*WHAT THE TASK ASKS*
Print nothing but the lines below starting at the line that holds "positive clicks: (723, 296)" and ending at the line that holds "positive clicks: (46, 437)", including both, each exactly as written.

● ● ● ●

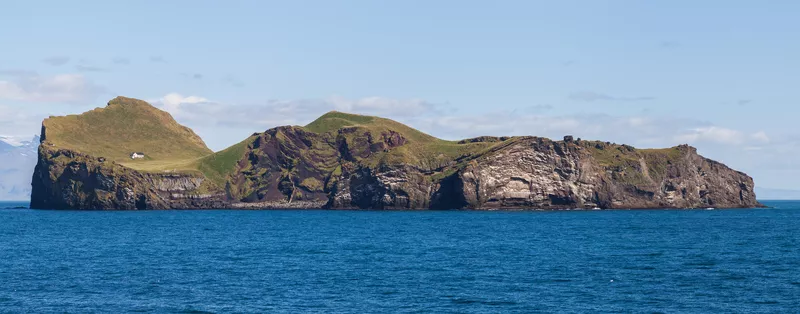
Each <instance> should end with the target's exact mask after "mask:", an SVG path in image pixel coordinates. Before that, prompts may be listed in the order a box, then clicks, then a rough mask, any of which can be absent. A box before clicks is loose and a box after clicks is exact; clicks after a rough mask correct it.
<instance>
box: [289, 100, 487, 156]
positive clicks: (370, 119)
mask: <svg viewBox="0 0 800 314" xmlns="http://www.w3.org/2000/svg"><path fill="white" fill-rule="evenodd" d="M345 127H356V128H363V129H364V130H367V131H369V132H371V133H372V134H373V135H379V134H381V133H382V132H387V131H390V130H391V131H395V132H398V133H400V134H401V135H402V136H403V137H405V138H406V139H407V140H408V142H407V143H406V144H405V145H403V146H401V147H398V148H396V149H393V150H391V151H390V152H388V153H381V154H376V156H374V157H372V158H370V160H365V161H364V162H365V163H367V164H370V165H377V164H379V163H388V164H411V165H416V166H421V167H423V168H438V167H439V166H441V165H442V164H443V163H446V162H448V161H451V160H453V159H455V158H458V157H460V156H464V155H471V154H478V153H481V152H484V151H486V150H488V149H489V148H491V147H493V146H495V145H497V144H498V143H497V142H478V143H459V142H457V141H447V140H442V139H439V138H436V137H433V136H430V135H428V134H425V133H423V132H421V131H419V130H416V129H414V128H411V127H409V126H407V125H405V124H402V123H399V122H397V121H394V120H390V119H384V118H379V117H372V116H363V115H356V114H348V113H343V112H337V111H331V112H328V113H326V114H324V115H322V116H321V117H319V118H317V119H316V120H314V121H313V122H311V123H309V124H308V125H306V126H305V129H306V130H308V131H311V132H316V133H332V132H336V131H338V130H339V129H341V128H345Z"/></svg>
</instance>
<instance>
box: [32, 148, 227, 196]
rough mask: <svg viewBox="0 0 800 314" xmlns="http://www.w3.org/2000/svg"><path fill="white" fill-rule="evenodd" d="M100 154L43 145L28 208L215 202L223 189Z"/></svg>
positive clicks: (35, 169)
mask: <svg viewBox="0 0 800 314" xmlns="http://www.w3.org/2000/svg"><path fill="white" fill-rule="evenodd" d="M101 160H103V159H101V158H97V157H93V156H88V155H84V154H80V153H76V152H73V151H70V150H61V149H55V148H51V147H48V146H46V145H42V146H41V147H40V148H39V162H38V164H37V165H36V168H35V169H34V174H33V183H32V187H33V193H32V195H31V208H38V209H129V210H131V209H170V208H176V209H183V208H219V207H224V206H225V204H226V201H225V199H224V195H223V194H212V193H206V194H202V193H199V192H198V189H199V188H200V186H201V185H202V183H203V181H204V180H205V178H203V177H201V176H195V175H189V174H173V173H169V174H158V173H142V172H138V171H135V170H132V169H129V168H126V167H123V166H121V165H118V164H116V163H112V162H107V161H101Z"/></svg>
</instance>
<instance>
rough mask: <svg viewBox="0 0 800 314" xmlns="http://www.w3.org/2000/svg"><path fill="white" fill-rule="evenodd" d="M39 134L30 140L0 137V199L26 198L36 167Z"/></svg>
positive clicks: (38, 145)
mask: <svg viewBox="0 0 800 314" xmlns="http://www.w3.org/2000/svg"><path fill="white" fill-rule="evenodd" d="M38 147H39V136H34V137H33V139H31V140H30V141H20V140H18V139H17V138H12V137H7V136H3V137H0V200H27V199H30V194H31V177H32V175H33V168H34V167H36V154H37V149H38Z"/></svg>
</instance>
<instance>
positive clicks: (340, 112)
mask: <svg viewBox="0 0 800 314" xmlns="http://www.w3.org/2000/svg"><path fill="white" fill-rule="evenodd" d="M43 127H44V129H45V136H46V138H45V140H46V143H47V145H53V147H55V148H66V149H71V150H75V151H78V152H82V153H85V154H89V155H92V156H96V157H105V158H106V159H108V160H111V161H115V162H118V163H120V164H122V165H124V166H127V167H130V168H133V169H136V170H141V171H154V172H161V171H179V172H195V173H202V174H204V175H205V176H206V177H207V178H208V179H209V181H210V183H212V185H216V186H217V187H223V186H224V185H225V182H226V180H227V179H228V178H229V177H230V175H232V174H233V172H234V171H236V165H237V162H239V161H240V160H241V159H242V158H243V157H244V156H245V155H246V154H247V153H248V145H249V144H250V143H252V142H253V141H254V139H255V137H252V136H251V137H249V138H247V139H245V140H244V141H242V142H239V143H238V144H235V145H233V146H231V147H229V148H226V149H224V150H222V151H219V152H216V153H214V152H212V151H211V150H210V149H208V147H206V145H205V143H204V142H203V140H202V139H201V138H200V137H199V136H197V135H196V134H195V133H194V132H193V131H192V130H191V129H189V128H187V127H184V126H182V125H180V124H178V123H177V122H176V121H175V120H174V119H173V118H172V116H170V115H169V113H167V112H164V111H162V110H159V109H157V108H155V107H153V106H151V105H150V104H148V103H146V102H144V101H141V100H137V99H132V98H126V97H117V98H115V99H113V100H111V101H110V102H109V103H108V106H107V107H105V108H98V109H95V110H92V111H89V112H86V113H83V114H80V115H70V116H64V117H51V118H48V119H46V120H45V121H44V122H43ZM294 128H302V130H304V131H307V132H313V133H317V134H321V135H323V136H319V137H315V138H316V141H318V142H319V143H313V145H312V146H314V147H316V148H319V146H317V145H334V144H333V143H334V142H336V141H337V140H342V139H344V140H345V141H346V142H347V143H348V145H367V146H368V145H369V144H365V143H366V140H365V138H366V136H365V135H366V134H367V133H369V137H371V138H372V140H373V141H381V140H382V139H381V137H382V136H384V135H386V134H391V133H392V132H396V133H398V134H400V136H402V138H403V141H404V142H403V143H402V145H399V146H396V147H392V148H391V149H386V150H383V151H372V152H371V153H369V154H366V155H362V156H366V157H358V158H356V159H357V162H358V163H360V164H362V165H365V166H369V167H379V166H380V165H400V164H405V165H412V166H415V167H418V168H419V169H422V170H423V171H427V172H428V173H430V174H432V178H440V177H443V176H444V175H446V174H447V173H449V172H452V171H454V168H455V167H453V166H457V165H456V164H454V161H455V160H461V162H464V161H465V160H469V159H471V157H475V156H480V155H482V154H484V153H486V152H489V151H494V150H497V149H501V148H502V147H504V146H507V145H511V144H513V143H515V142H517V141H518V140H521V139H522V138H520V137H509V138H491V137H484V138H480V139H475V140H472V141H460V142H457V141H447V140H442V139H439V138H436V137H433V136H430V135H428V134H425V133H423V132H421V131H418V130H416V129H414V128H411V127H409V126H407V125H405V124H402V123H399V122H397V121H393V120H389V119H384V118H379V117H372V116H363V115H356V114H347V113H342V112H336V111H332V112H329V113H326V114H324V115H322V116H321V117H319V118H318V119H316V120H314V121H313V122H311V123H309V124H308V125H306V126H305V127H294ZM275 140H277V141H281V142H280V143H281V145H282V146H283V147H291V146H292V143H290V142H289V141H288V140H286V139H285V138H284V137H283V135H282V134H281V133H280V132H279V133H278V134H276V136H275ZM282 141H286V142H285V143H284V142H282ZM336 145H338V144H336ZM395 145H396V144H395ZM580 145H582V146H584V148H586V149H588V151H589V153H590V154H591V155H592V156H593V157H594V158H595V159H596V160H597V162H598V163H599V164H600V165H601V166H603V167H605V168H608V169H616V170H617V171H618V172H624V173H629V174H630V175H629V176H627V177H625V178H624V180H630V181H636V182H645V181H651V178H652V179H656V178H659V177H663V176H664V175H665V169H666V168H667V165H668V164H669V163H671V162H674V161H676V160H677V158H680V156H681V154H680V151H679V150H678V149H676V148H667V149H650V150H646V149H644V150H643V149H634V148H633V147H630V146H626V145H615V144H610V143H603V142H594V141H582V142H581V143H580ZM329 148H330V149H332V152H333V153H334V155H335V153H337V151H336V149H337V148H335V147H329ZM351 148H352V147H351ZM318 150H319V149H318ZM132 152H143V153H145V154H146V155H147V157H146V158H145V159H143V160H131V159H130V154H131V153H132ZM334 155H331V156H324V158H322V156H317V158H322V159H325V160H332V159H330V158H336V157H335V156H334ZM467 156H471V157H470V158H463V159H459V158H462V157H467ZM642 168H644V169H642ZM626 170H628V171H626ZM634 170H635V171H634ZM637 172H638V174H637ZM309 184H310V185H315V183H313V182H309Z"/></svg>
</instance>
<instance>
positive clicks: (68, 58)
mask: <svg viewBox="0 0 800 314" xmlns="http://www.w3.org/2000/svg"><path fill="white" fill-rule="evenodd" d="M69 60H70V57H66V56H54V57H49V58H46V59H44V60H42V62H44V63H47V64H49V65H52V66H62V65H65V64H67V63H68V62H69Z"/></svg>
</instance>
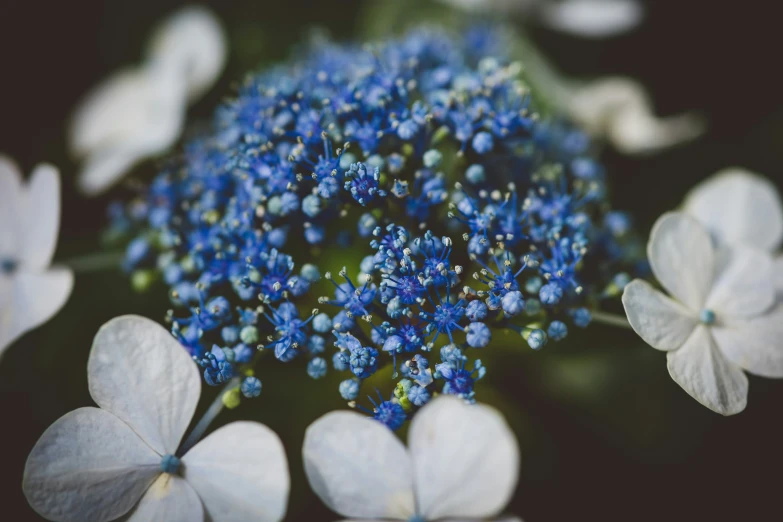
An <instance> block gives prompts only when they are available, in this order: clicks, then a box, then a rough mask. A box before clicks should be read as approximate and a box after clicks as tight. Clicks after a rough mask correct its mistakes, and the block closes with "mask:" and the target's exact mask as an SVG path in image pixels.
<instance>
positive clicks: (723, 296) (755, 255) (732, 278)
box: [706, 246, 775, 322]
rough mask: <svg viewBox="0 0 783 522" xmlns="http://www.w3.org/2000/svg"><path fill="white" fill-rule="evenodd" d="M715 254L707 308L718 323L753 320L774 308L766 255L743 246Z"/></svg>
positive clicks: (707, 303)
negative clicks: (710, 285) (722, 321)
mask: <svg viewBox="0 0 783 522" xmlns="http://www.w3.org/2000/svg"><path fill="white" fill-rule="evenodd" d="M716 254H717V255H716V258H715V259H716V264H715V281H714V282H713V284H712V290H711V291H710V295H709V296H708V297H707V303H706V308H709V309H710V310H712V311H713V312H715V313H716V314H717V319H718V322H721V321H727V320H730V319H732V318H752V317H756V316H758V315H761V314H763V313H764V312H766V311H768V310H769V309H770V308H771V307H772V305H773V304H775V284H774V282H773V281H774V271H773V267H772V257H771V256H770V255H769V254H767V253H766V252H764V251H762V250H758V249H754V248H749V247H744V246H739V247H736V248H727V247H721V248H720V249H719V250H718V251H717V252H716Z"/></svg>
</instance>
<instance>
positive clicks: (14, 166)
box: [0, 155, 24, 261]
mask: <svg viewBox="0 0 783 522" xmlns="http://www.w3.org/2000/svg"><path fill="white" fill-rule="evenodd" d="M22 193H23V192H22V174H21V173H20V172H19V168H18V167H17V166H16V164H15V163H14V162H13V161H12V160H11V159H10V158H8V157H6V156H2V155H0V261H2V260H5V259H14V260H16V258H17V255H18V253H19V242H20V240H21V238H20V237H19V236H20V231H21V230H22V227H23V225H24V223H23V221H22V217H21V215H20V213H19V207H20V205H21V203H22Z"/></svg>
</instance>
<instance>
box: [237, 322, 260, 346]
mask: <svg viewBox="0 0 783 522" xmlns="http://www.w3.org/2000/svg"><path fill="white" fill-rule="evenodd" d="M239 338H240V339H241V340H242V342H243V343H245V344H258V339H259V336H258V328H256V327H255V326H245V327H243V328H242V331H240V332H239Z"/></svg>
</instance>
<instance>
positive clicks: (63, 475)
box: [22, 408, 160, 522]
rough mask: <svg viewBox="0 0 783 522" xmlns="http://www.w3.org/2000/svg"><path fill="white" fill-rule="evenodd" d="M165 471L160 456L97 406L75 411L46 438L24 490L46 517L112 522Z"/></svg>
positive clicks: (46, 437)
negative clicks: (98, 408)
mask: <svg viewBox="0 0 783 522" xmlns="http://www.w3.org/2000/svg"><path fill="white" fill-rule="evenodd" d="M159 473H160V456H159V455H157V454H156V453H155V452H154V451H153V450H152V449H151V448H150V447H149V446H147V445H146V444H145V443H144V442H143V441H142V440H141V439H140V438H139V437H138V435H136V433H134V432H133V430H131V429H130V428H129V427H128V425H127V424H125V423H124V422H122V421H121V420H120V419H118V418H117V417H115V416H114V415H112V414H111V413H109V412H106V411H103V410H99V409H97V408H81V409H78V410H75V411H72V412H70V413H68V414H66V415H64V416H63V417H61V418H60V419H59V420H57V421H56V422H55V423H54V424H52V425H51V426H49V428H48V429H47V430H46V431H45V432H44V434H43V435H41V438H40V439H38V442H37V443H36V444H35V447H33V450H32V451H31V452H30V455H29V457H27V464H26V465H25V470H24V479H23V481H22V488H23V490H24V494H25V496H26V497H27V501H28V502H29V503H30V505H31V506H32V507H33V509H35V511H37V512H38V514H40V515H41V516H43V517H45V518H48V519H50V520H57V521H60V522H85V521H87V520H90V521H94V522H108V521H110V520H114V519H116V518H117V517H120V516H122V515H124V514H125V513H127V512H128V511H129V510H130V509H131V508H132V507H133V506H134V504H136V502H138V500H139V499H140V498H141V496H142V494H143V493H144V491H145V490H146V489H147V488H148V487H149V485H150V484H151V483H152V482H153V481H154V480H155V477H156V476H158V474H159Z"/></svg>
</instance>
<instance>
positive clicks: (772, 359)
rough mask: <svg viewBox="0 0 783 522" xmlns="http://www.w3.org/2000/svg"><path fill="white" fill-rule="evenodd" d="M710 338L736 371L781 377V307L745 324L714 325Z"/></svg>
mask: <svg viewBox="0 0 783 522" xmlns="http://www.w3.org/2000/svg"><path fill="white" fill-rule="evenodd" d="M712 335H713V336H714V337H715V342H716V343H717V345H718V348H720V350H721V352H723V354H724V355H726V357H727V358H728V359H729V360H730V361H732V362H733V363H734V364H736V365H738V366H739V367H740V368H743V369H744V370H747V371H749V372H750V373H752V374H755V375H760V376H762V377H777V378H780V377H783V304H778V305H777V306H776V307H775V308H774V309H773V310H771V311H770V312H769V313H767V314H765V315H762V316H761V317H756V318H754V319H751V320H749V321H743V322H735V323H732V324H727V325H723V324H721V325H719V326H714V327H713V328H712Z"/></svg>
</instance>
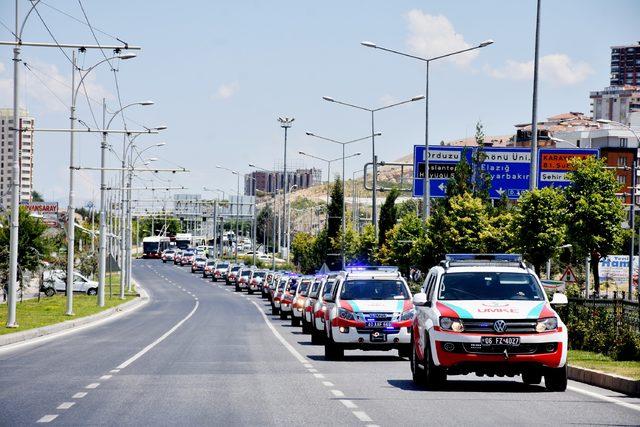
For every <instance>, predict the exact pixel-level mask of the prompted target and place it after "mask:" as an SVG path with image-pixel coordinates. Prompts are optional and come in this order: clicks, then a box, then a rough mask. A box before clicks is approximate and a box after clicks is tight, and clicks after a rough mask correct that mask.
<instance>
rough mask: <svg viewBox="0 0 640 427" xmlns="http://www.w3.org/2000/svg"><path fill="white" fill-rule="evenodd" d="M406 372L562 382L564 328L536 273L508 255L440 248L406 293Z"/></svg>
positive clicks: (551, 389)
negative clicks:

● ● ● ●

*REPLY TO THE EXERCISE*
positive clicks: (723, 296) (755, 255) (732, 278)
box: [706, 246, 775, 322]
rough mask: <svg viewBox="0 0 783 522" xmlns="http://www.w3.org/2000/svg"><path fill="white" fill-rule="evenodd" d="M715 254L707 308L718 323L753 320L774 308L766 255L743 246Z"/></svg>
positive clicks: (707, 303)
negative clicks: (710, 285) (722, 321)
mask: <svg viewBox="0 0 783 522" xmlns="http://www.w3.org/2000/svg"><path fill="white" fill-rule="evenodd" d="M716 254H717V255H716V258H715V259H716V264H715V281H714V282H713V284H712V290H711V291H710V295H709V296H708V297H707V303H706V308H709V309H710V310H712V311H713V312H715V313H716V314H717V319H718V322H721V321H727V320H730V319H732V318H752V317H756V316H758V315H761V314H763V313H764V312H766V311H768V310H769V309H770V308H771V307H772V305H773V304H775V284H774V282H773V281H774V271H773V267H772V257H771V256H770V255H769V254H767V253H766V252H764V251H762V250H758V249H754V248H749V247H744V246H739V247H736V248H727V247H721V248H720V249H719V250H718V251H717V252H716Z"/></svg>
</instance>
<instance>
positive clicks: (14, 166)
box: [0, 155, 24, 261]
mask: <svg viewBox="0 0 783 522" xmlns="http://www.w3.org/2000/svg"><path fill="white" fill-rule="evenodd" d="M22 193H23V192H22V174H21V173H20V172H19V168H18V167H17V166H16V164H15V163H14V162H13V161H12V160H11V159H10V158H8V157H6V156H2V155H0V261H2V260H5V259H14V260H16V258H17V255H18V253H19V242H20V240H21V238H20V237H19V236H20V231H21V230H22V227H23V225H24V223H23V221H22V217H21V215H20V213H19V207H20V205H21V203H22Z"/></svg>
</instance>
<instance>
box: [237, 322, 260, 346]
mask: <svg viewBox="0 0 783 522" xmlns="http://www.w3.org/2000/svg"><path fill="white" fill-rule="evenodd" d="M239 338H240V339H241V340H242V342H243V343H245V344H258V339H259V336H258V328H256V327H255V326H245V327H243V328H242V331H240V332H239Z"/></svg>
</instance>
<instance>
positive clicks: (63, 475)
box: [22, 408, 160, 522]
rough mask: <svg viewBox="0 0 783 522" xmlns="http://www.w3.org/2000/svg"><path fill="white" fill-rule="evenodd" d="M165 471L160 456L97 406L75 411L46 438L24 490L46 517L112 522Z"/></svg>
positive clicks: (46, 437)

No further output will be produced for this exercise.